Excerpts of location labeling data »
— BEGIN —

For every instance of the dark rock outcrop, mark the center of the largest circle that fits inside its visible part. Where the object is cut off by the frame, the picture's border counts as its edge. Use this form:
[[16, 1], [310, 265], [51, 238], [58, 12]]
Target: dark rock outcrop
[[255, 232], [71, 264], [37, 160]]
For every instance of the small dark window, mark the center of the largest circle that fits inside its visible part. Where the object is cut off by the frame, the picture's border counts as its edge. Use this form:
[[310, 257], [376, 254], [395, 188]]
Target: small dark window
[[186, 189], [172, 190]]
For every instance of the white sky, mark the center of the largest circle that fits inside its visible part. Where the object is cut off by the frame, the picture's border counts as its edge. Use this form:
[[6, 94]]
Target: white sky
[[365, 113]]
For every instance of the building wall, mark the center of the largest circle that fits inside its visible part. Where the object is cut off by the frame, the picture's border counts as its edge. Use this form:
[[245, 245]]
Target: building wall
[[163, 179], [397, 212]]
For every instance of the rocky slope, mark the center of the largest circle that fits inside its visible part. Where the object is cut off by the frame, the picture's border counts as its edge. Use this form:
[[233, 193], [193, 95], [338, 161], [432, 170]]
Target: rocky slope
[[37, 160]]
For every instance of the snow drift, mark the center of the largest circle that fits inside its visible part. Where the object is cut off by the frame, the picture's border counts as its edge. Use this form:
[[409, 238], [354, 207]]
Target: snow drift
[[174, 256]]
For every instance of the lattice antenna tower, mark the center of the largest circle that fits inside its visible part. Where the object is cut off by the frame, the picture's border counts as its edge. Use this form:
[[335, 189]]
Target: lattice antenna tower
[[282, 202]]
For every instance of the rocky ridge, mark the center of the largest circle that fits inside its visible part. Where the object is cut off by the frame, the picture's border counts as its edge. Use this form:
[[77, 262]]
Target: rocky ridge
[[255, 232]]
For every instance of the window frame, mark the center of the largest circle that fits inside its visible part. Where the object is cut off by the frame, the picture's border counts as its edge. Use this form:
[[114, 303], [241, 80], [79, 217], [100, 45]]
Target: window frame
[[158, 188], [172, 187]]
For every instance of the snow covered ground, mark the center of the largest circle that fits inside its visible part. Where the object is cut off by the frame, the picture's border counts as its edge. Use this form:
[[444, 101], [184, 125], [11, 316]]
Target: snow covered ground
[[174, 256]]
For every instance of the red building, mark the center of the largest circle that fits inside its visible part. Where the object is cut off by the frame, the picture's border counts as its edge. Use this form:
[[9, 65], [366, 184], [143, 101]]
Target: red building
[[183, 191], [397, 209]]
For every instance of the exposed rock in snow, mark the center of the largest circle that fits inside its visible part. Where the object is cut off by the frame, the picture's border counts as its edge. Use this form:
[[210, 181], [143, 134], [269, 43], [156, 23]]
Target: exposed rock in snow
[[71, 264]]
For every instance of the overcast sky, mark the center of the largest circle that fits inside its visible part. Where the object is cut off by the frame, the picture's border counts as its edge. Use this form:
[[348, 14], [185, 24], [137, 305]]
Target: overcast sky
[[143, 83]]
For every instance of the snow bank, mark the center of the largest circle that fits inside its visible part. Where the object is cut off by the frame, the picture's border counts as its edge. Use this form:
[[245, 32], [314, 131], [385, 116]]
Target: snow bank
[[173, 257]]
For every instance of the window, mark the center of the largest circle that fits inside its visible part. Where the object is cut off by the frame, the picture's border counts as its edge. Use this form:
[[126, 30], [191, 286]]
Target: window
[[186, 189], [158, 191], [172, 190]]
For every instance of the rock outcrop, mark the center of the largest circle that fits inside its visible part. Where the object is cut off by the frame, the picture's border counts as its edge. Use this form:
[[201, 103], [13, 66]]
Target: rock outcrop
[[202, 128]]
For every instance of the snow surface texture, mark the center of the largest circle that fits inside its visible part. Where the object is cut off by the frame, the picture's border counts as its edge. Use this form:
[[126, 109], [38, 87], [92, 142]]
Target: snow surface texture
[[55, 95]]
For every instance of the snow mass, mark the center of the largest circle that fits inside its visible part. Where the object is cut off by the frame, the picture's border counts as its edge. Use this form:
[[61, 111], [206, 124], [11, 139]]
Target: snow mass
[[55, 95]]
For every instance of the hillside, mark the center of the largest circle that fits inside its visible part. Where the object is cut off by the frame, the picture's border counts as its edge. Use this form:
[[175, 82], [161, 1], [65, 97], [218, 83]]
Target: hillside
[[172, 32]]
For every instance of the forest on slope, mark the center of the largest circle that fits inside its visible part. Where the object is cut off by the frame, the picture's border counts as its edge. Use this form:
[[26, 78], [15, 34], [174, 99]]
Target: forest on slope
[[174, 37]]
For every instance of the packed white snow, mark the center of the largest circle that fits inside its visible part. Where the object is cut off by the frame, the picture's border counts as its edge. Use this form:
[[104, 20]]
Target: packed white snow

— END —

Problem requirements » Could you express the material from its beginning through the line containing "[[365, 113]]" as a Markdown table with the columns Row and Line, giving each line its row number and skipping blank lines?

Result of the exercise »
| Row | Line |
|---|---|
| 1 | For every instance of the dark rock outcrop, mark the center of the largest circle that fits inside its visible part. Where the object is cut off by the frame, the picture's border counts as its edge. Use this form: |
| 2 | [[16, 1], [310, 265], [51, 238], [58, 12]] |
| 3 | Target: dark rock outcrop |
| 4 | [[255, 232], [71, 264], [37, 160]] |
| 5 | For every instance of the small dark window, mark the center of the largest circle that fits inside its visible part. Where the object is cut off by the frame, the picture's border counts as its edge. Use this form: |
| 6 | [[310, 257], [376, 254], [395, 188]] |
| 7 | Target: small dark window |
| 8 | [[186, 189], [172, 190]] |
| 9 | For every instance of the white sky, mark the center of the largest circle that fits inside its visible part. Where the object is cut off by the frame, the picture's border counts as its edge. Use this form: |
| 10 | [[6, 94]] |
| 11 | Target: white sky |
| 12 | [[365, 113]] |